→ **Исходный отрывок**
######

На том и завершился этот день.
КНИГА ВТОРАЯ
СОСТЯЗАНИЕ ПЕРВОЕ
1. По прошествии нескольких дней к нам заглянул Алипий. День выдался ясный и тихий, настолько приятный, насколько это только возможно зимою в этих краях. Собравшись все вместе, мы с радостью проследовали на ближайший лужок. Была с нами и наша мать. В течение нашей долгой совместной жизни я имел возможность убедиться, сколь велики ее дарования и сколь пламенно стремится ее душа к божественным предметам. На одном же из последних наших диспутов, проходившем в день моего рождения и затрагивавшем весьма серьезные вопросы, она проявила столько рассудительности и здравого смысла, что я не мог не признать ее вполне способной к постижению истинной философии (впрочем, тебе все это уже известно из первой книги настоящего сочинения). Поэтому я и решил все подгадать таким образом, чтобы она смогла принять участие и в этом нашем разговоре. Итак, когда мы расположились с возможными удобствами, я обратился к юношам:
— Хотя я немного сердит на вас из-за вашего ребяческого отношения к великим предметам, однако, милостью Божией, не без вмешательства порядка так случилось, что на речь, которой я старался отвлечь вас от этого легкомыслия, ушло столько времени, что рассуждение о столь важном предмете было отложено до прихода Алипия. Поэтому, — так как я уже ознакомил его с вопросом и показал, сколь далеко мы продвинулись в его решении, — готов ли ты, Лиценций, защищать то дело, которое ты принял на себя вместе со своим определением? Ведь, насколько я помню, ты сказал, что порядок есть то, посредством чего Бог управляет всем.
— Готов, насколько хватит сил.
— Как же, в таком случае, Господь управляет всем через порядок или, если угодно, провидение? Так, что посредством порядка управляет и Собою, или же только всем прочим, за исключением Себя Самого?
— Там, — отвечал Лиценций, — где все — благо, там порядка не существует. Там царит высшее равенство, которое в порядке не нуждается.
— Значит, — говорю, — ты не отрицаешь, что у Бога все — благо?
— Разумеется.
— Выходит, что ни Бог и ничто у Бога порядком не управляется?
— Да, — согласился он.
— Так неужели все доброе, по-твоему, ничто?
— Напротив, оно — самая сущность.
— В таком случае, позволю себе напомнить твои же слова, что все сущее управляется порядком и что не существует решительно ничего, что было бы вне порядка.
— Но, — возразил Лиценций, — существует еще зло, вследствие которого и произошло так, что порядок обнимает собою и добро. Потому что порядком управляется не одно только добро, но добро и зло вместе. Когда же мы говорим — все, то, конечно же, имеем при этом в виду не одно лишь добро. Отсюда и следует, что все в совокупности, чем управляет Бог, управляется порядком.
На это я ему сказал:
— Как ты полагаешь, движется ли то, что управляется, или же оно неподвижно?
— То, что совершается в этом мире, — отвечал он, — движется.

######

→ **Предоставленный материал**
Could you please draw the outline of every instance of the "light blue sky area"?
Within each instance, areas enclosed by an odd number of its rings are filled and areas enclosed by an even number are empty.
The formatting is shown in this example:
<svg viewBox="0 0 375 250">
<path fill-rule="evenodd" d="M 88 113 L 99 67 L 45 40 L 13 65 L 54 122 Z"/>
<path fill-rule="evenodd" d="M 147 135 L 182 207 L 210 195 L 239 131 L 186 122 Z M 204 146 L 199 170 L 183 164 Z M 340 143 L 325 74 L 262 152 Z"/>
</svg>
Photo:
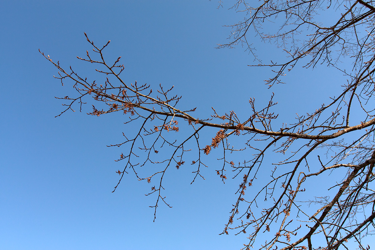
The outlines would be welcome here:
<svg viewBox="0 0 375 250">
<path fill-rule="evenodd" d="M 86 115 L 90 103 L 82 113 L 76 106 L 75 112 L 54 118 L 63 107 L 54 97 L 75 92 L 71 85 L 62 86 L 53 78 L 57 71 L 38 51 L 93 80 L 93 65 L 76 58 L 92 50 L 84 32 L 98 46 L 110 40 L 105 55 L 110 60 L 122 57 L 126 82 L 147 83 L 155 90 L 159 84 L 174 85 L 174 93 L 183 96 L 180 108 L 198 107 L 195 115 L 201 118 L 210 117 L 213 107 L 220 113 L 233 110 L 246 119 L 250 97 L 260 107 L 274 92 L 279 102 L 274 111 L 281 113 L 278 122 L 290 123 L 296 112 L 310 112 L 328 102 L 331 84 L 342 85 L 339 73 L 321 67 L 318 74 L 318 69 L 296 70 L 286 77 L 288 84 L 268 89 L 263 80 L 270 70 L 248 66 L 253 58 L 240 46 L 215 49 L 231 32 L 222 25 L 243 17 L 228 10 L 228 3 L 219 9 L 217 4 L 2 1 L 0 248 L 227 249 L 246 243 L 246 234 L 218 235 L 240 181 L 220 181 L 214 171 L 221 164 L 215 159 L 218 154 L 205 158 L 211 167 L 203 170 L 206 180 L 192 185 L 194 166 L 171 169 L 165 195 L 173 207 L 160 204 L 155 222 L 148 207 L 155 197 L 144 195 L 151 184 L 130 173 L 111 193 L 118 180 L 115 171 L 123 169 L 114 160 L 126 148 L 106 145 L 122 142 L 122 133 L 131 135 L 134 128 L 124 125 L 119 113 Z M 265 62 L 285 58 L 258 37 L 249 37 Z M 216 132 L 202 135 L 206 144 Z M 178 133 L 176 136 L 184 136 Z"/>
</svg>

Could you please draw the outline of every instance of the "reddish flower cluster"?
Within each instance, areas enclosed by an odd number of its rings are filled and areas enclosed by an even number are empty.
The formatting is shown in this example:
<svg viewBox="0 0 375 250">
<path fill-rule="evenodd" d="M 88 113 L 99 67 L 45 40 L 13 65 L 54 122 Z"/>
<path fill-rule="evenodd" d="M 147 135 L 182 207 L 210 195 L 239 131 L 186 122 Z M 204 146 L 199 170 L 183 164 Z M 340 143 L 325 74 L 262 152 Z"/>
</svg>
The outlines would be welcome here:
<svg viewBox="0 0 375 250">
<path fill-rule="evenodd" d="M 176 165 L 176 168 L 177 168 L 177 169 L 179 169 L 180 166 L 182 165 L 184 163 L 185 163 L 185 162 L 178 162 L 177 163 L 177 165 Z"/>
</svg>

######

→ **Набор заданий**
1. Какими признаками в исходном отрывке наделен день, когда пришел Алипий? Перечислите их все.
2. Какое определение порядка, по словам рассказчика в исходном отрывке, дал Лиценций?
Материал здесь никак не используется.

→ **Ожидаемые результаты**
1. Ясный, тихий, приятный.

2. Порядок есть то, посредством чего Бог управляет всем.